O amor está arraigado em nossas expectativas de felicidade como uma condição inerente. É amalgamado à dependência da aceitação alheia dos recursos que temos como humanos. Algumas idiossincrasias são toleráveis, se estivermos situados num patamar em que o ar rarefeito passa a ser admirado e cobiçado. Alguns recebem alegres pechas de artista, criativo, doidinho, especial. É diametralmente oposto à premiação social com o bilhete da felicidade quando a evidência da síndrome de Down se escancara nos gestos comedidos e olhares oblíquos das pessoas que têm o primeiro contato com o recém-nascido. Não tem como disfarçar. Não tem como dourar a pílula ofertada pela esfinge. Como sugere o título do livro, os pais forçosamente entram numa loja de cristais finos forjados com fogo de dragão.

--- Lista de tarefas ---
a - Segundo o texto selecionado, em que tipo de loja os pais forçosamente entram?
b - Troque "esfinge" por "quimera" e reescreva o trecho do texto selecionado entre "O amor está" e "fogo de dragão.", inclusive.

--- Extratos de dados ---

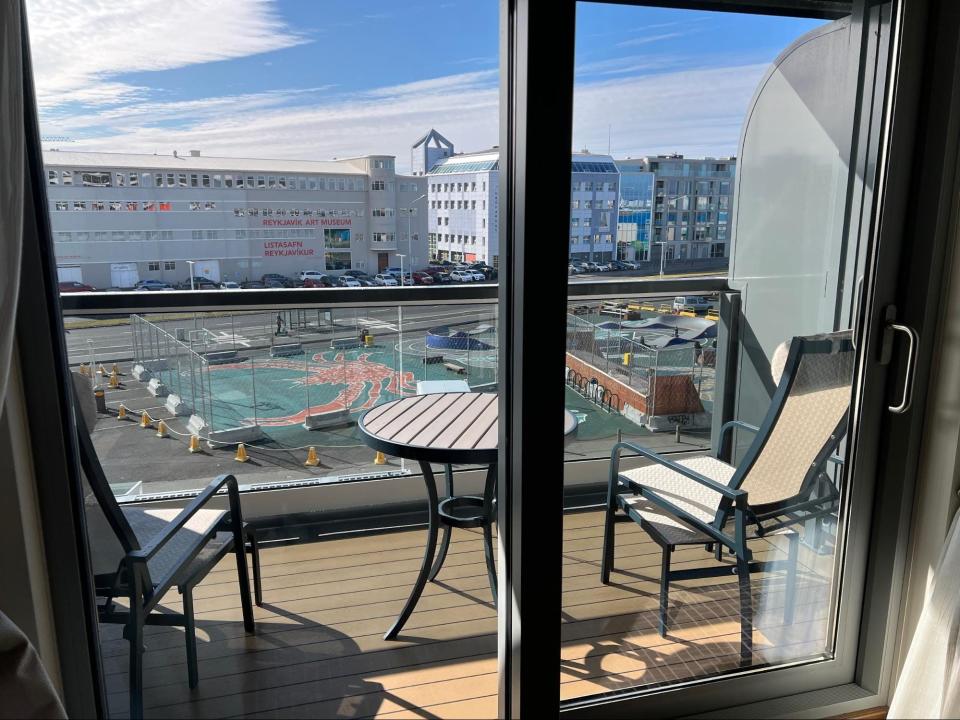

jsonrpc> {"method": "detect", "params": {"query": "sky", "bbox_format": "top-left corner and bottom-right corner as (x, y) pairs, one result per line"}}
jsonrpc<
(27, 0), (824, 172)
---
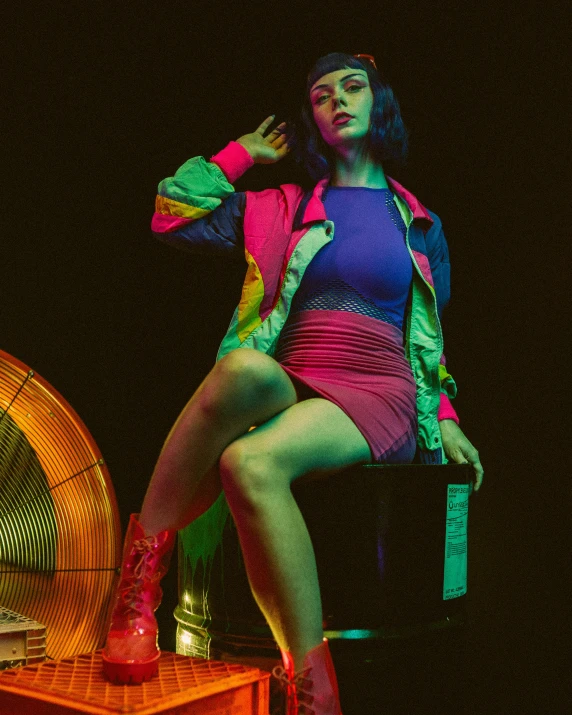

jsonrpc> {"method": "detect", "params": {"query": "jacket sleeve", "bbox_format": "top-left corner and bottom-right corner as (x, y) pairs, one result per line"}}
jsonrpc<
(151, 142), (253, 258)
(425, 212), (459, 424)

--- Resultados das tarefas ---
a - Numa loja de cristais finos forjados com fogo de dragão.

b -
O amor está arraigado em nossas expectativas de felicidade como uma condição inerente. É amalgamado à dependência da aceitação alheia dos recursos que temos como humanos. Algumas idiossincrasias são toleráveis, se estivermos situados num patamar em que o ar rarefeito passa a ser admirado e cobiçado. Alguns recebem alegres pechas de artista, criativo, doidinho, especial. É diametralmente oposto à premiação social com o bilhete da felicidade quando a evidência da síndrome de Down se escancara nos gestos comedidos e olhares oblíquos das pessoas que têm o primeiro contato com o recém-nascido. Não tem como disfarçar. Não tem como dourar a pílula ofertada pela quimera. Como sugere o título do livro, os pais forçosamente entram numa loja de cristais finos forjados com fogo de dragão.